═════ Extracto proporcionado ═════

Eso por no hablar de la motivación en el hecho mismo de reproducirse. Como afirma David Benatar en esa obra que forma parte de la más lúgubre historia de la filosofía, Better never to have been: the harm of coming into existence (algo así como: Mejor no haber existido: el peligro de llegar a existir), nadie tiene un hijo pensando en lo agradable que resultaría para quien aún no existe comenzar a existir. Dicho más llanamente: nadie tiene un hijo por el hijo. Lo tiene por sí mismo. Por replicarse. Por no perderse la experiencia de la paternidad o maternidad. Por mero despiste en el fragor de las relaciones íntimas. A veces, también, porque es lo que toca una vez que uno ha matrimoniado.

El amor, el presuntamente más generoso de los sentimientos, se halla también atravesado del insondable egoísmo que caracteriza a la naturaleza humana. Porque a menudo buscamos en el amante una manera de ver el mundo con otros ojos, de redimirnos de nuestras limitaciones, de vivir otra vida de manera vicaria. Lo explica muy bien el protagonista de Madrid 1987, una magistral película de David Trueba. Ángela (encarnada por María Valverde), una joven estudiante de periodismo, acude a aprender el oficio de un veterano del gremio: Miguel, a quien da vida un José Sacristán en estado de gracia. El curtido periodista muestra una obstinación casi irritante en acostarse con la muchacha. Llegado un momento, en un ejercicio de confesión y de autoanálisis, lo dice: se trataba de volar con tus alas.

El amor, tanto el más espiritual como el más epidérmico, no es más que una mutua vampirización; una sofisticada forma de parasitismo. Somos mantis religiosas que devoran a su compañero en pleno fulgor romántico.

Claro que Miguel deja claro a Ángela que, como instrumento de placer, el amante tiene también sus límites y a menudo prefiere uno ir directo a sus fuentes predilectas de satisfacción. «Ahora mismo», le dice el viejo a la joven cuando, encerrados en un claustrofóbico cuarto de baño, ésta le niega sus favores, «cambiaría tus muslos por un cigarrillo. Y tus tetas perfectas como dos caracolas por un vaso de whisky».

Y esto por no hablar de una cuestión más peliaguda: no tenemos del otro más que nuestra imagen del otro. No podemos amar a otra persona; nos es dado solo amar lo que vemos nosotros de esa persona. Acabamos amando una imagen construida por nosotros: una extensión, en definitiva, de nosotros mismos. Y los filósofos han tratado profusamente el tema: a menos que poseamos dotes telepáticas, las mentes ajenas conforman un exótico misterio.

Pero no es a un filósofo a quien debemos la mejor expresión del triste hecho, sino al poeta. Al poeta que paseaba su figura lánguida por las calles de la melancólica Lisboa: «Nunca amamos a nadie. Amamos, tan solamente, la idea que nos hacemos de alguien. Es un concepto nuestro —en suma, a nosotros mismos— lo que amamos».

═════ Listado ═════

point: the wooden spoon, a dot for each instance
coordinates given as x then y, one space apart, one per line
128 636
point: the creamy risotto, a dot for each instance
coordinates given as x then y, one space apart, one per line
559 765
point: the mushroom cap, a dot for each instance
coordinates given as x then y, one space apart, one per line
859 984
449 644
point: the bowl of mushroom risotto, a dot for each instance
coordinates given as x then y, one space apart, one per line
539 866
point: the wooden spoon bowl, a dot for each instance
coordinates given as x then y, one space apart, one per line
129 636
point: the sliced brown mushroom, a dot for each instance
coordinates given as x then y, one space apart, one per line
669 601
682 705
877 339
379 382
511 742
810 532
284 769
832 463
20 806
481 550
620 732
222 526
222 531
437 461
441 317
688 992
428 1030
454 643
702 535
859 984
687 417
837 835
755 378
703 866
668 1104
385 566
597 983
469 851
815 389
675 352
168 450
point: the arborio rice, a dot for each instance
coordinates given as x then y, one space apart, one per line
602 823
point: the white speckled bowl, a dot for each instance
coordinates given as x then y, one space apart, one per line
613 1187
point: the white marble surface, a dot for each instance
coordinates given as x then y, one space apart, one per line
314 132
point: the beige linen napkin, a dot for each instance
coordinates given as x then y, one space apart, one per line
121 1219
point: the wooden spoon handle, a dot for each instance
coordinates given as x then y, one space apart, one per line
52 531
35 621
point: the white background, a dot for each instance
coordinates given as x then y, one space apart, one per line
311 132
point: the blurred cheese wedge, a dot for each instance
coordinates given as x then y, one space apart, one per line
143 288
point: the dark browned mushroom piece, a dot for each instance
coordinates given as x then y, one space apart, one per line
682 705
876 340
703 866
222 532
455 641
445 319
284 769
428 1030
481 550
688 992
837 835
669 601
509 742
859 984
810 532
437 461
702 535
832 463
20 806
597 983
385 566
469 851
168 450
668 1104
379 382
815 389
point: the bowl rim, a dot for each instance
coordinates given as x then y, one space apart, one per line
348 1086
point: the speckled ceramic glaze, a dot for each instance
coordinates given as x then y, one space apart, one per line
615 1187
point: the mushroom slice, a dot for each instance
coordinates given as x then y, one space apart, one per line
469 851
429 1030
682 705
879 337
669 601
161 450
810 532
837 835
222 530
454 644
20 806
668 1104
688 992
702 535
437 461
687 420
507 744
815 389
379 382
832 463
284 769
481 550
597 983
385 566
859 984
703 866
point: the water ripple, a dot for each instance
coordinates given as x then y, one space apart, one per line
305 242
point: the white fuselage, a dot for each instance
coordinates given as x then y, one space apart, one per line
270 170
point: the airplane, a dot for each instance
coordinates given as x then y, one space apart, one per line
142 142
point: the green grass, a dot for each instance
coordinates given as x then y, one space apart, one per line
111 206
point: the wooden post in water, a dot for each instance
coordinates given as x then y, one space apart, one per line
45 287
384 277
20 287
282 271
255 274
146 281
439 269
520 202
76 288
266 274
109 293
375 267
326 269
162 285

═════

Transcribe palabra por palabra el pasaje del texto sobre el amor y el egoísmo que va de "Claro que Miguel" a "un exótico misterio.", ambos incluidos. Los datos no hacen falta.

Claro que Miguel deja claro a Ángela que, como instrumento de placer, el amante tiene también sus límites y a menudo prefiere uno ir directo a sus fuentes predilectas de satisfacción. «Ahora mismo», le dice el viejo a la joven cuando, encerrados en un claustrofóbico cuarto de baño, ésta le niega sus favores, «cambiaría tus muslos por un cigarrillo. Y tus tetas perfectas como dos caracolas por un vaso de whisky».

Y esto por no hablar de una cuestión más peliaguda: no tenemos del otro más que nuestra imagen del otro. No podemos amar a otra persona; nos es dado solo amar lo que vemos nosotros de esa persona. Acabamos amando una imagen construida por nosotros: una extensión, en definitiva, de nosotros mismos. Y los filósofos han tratado profusamente el tema: a menos que poseamos dotes telepáticas, las mentes ajenas conforman un exótico misterio.